DATA ENTRIES ▸

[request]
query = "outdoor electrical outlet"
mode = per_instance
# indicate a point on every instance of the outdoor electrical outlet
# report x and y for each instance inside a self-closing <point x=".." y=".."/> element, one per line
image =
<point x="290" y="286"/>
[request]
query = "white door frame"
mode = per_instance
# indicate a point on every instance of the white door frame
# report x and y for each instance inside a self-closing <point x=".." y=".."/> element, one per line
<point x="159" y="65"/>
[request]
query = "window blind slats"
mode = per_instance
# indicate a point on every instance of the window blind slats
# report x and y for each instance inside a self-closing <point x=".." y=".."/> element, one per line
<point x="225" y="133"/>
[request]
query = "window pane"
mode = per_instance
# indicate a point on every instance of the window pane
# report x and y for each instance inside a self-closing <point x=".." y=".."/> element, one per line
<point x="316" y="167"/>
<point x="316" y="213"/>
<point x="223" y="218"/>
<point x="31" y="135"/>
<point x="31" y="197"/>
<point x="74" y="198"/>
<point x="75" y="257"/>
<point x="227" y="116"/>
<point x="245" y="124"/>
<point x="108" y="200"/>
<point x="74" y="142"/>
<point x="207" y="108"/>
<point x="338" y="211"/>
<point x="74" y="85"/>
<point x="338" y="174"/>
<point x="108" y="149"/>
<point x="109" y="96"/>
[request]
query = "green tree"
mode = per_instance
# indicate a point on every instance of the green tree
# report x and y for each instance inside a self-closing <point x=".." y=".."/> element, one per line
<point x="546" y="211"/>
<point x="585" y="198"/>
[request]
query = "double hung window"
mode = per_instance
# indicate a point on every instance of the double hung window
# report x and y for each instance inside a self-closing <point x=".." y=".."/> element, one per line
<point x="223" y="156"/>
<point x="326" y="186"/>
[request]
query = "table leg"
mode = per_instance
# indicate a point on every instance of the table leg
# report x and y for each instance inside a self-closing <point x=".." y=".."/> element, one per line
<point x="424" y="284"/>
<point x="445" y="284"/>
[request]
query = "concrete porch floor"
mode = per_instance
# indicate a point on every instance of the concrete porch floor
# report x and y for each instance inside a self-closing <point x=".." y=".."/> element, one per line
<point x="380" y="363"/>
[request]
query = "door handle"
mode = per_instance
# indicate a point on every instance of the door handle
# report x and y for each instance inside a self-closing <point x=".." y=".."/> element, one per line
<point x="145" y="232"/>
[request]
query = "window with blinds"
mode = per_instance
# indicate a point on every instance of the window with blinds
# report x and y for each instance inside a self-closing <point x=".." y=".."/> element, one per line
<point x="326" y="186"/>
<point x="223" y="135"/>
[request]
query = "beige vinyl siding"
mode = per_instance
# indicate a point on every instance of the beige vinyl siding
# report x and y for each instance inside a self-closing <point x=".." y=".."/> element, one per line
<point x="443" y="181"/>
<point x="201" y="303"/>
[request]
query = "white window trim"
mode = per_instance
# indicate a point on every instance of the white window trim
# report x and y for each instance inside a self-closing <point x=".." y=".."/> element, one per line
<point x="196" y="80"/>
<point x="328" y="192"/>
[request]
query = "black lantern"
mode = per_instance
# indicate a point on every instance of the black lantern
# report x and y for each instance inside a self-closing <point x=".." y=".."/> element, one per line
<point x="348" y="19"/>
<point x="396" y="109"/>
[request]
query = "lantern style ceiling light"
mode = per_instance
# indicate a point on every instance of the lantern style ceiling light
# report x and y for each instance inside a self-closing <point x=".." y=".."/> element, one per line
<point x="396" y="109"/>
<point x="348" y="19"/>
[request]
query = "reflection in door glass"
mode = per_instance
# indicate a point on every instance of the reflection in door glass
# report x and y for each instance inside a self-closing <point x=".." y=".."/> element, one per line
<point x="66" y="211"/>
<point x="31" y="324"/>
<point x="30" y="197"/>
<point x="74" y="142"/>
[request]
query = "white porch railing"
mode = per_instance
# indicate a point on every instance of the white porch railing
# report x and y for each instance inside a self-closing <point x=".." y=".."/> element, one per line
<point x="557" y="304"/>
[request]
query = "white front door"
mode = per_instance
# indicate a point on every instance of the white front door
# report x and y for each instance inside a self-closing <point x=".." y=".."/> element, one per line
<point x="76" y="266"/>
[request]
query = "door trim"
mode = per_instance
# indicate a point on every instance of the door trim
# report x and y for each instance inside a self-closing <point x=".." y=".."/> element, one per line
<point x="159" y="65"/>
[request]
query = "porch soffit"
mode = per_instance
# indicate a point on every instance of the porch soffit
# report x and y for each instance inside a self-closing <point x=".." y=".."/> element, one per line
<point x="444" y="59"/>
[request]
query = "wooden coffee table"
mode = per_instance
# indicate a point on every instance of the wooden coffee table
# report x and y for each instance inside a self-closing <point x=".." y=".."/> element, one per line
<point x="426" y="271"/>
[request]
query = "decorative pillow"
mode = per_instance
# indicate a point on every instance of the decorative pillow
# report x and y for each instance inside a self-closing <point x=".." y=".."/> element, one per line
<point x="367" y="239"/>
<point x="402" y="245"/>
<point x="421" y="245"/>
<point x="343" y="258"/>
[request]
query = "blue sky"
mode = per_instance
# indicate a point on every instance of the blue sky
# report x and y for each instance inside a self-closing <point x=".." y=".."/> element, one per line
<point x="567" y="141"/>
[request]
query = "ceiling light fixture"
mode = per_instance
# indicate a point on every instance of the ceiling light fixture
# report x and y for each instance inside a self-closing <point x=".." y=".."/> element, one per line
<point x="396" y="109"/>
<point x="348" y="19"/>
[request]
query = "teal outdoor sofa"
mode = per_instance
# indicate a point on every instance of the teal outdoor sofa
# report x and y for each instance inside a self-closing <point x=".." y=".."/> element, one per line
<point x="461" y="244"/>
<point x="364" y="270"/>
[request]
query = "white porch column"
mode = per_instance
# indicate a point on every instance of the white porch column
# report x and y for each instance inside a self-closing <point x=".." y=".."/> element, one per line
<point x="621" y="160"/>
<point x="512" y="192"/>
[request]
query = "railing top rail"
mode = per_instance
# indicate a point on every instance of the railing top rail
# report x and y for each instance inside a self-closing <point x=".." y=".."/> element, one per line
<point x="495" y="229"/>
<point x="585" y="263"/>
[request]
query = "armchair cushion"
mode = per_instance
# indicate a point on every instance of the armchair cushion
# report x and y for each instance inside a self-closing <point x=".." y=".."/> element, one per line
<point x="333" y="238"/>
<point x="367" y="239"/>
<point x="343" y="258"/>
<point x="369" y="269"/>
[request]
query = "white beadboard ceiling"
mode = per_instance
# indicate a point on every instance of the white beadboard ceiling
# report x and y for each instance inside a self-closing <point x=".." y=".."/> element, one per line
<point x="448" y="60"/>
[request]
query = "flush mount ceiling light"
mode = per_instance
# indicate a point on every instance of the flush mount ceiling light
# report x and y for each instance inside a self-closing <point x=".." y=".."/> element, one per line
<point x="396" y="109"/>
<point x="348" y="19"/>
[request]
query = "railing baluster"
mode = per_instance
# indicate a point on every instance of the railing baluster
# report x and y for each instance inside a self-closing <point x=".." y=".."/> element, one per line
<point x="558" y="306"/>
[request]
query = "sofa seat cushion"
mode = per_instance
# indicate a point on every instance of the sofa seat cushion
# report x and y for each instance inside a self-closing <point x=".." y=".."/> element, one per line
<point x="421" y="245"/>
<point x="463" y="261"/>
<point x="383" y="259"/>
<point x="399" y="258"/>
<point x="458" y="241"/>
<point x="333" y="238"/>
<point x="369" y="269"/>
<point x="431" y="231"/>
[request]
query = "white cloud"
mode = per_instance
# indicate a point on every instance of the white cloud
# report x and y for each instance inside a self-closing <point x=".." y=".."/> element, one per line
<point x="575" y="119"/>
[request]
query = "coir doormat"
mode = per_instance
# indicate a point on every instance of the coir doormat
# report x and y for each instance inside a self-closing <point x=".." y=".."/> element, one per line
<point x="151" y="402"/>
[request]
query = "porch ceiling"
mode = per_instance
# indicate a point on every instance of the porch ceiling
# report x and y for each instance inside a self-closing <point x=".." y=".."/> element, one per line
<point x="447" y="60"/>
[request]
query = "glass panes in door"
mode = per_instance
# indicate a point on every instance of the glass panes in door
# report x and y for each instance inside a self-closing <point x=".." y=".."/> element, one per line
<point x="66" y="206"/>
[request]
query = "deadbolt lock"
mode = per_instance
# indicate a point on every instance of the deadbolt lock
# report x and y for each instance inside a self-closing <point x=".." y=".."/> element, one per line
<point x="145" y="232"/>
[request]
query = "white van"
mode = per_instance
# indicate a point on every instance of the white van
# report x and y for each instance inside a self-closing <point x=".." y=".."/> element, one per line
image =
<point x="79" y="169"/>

...

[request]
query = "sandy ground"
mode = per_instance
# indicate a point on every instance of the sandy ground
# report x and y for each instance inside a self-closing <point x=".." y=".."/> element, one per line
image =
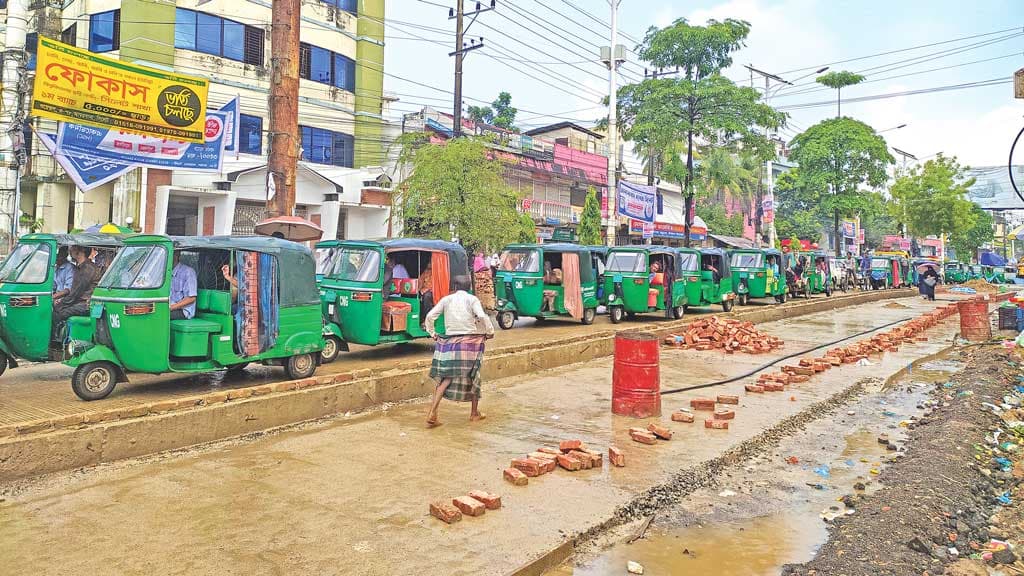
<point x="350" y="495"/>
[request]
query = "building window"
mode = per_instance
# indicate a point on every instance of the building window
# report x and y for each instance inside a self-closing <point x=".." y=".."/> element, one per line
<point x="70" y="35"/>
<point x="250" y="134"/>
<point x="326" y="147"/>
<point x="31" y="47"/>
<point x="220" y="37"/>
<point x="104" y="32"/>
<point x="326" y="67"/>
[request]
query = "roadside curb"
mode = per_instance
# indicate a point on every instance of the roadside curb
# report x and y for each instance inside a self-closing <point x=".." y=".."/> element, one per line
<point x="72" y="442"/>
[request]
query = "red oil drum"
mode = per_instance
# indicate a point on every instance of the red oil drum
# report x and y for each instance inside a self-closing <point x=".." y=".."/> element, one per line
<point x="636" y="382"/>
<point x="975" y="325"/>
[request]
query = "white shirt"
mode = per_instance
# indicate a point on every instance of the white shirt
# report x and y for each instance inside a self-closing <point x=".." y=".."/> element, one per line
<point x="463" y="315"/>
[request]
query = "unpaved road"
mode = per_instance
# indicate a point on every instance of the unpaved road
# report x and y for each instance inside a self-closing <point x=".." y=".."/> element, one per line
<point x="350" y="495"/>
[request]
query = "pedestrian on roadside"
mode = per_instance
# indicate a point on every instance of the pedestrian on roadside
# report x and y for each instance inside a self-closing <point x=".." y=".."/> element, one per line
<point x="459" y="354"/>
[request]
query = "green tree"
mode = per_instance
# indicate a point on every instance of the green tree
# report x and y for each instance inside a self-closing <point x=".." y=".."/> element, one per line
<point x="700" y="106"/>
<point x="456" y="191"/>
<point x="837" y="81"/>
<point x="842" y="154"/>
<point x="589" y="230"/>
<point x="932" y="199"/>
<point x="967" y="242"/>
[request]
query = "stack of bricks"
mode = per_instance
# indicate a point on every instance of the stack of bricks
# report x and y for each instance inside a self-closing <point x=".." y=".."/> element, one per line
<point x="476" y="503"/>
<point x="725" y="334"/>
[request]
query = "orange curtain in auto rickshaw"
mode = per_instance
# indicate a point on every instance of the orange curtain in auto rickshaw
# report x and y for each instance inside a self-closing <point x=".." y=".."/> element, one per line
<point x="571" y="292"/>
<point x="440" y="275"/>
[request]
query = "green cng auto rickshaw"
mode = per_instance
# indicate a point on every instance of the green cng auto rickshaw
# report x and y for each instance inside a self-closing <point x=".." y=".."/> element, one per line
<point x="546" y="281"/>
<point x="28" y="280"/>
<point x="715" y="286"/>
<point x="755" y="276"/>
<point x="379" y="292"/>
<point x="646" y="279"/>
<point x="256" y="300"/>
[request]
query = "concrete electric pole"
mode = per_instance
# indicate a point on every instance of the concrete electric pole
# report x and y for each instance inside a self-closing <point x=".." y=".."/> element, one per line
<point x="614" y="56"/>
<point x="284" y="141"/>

--

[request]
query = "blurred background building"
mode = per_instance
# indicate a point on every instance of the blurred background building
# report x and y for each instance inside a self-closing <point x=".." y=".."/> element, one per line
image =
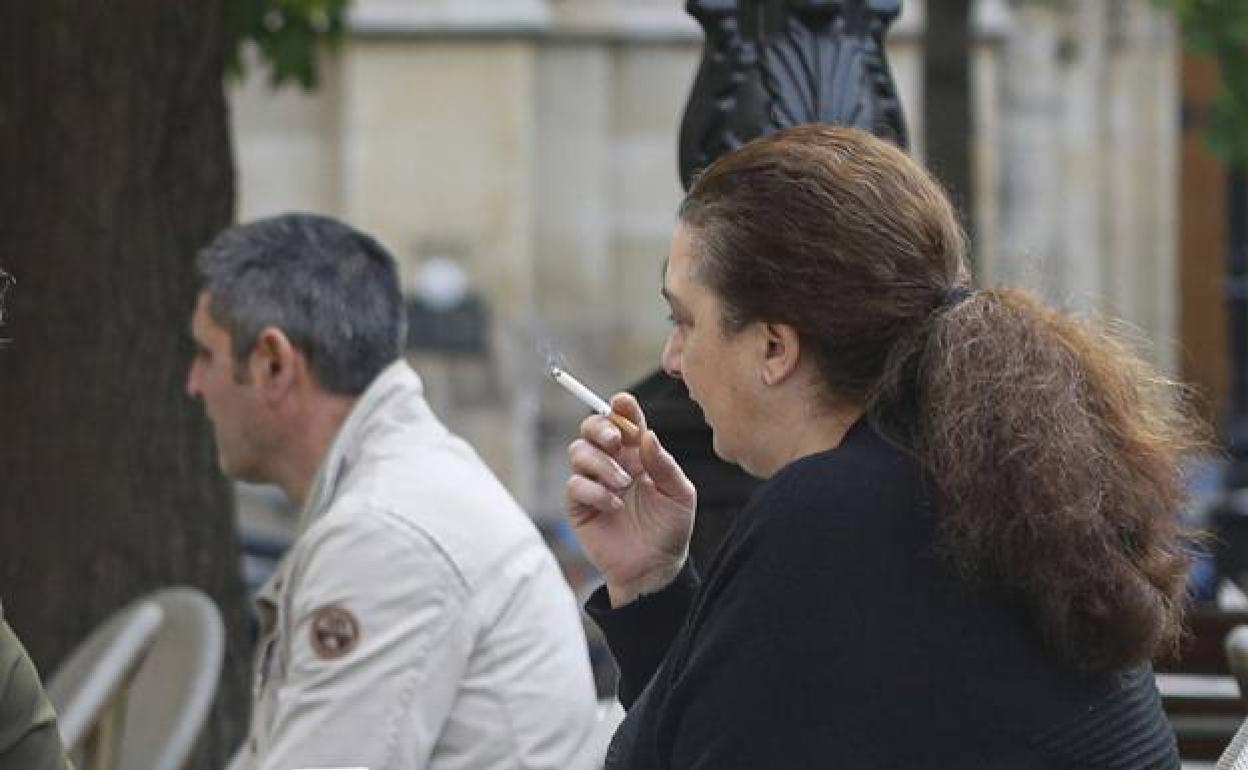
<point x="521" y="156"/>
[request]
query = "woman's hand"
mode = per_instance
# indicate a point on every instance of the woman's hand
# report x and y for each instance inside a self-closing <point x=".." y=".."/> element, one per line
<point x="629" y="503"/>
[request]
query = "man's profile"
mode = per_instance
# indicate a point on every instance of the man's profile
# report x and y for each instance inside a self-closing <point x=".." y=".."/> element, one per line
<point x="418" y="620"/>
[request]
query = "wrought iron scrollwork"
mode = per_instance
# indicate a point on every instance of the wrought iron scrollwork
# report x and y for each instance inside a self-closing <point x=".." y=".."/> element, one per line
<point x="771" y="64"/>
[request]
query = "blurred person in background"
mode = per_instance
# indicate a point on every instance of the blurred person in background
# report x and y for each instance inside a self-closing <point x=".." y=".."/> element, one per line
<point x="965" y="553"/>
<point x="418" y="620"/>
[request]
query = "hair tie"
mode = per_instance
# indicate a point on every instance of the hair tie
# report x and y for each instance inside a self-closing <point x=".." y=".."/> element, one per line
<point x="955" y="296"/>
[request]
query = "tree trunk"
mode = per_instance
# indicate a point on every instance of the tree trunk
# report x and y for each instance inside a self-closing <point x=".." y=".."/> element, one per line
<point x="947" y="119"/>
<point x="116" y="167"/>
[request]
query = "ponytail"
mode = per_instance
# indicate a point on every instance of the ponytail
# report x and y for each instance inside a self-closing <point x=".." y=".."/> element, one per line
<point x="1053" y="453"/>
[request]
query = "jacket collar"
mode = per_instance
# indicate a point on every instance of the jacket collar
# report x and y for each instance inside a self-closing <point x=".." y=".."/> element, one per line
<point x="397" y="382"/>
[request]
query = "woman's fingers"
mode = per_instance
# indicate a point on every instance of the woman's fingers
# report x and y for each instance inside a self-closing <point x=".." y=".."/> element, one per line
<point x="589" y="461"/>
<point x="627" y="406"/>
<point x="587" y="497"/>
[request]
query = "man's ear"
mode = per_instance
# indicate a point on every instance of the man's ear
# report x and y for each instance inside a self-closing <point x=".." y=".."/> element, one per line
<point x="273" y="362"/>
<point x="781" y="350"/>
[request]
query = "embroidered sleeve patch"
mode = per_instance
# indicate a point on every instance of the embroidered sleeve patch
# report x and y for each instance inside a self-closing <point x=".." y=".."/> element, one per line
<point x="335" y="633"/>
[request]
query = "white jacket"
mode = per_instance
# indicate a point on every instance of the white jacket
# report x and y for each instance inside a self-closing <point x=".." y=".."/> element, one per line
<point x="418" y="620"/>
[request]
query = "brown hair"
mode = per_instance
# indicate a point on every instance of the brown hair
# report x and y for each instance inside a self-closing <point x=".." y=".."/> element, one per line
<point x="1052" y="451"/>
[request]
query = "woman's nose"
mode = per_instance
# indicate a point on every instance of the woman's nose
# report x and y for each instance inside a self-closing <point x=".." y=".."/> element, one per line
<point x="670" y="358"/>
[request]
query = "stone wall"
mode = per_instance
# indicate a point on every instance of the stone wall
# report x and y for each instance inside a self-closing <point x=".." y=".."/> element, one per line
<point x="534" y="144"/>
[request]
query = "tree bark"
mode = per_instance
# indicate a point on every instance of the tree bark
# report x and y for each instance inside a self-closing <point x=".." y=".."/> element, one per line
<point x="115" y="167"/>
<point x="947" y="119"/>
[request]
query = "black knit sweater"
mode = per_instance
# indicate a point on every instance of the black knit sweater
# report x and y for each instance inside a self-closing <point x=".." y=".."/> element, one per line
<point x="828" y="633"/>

BRIEF ▸ State how many lines in the items above contain the string "roadside", with case counting, and reply with only that number.

TASK OUTPUT ▸ 4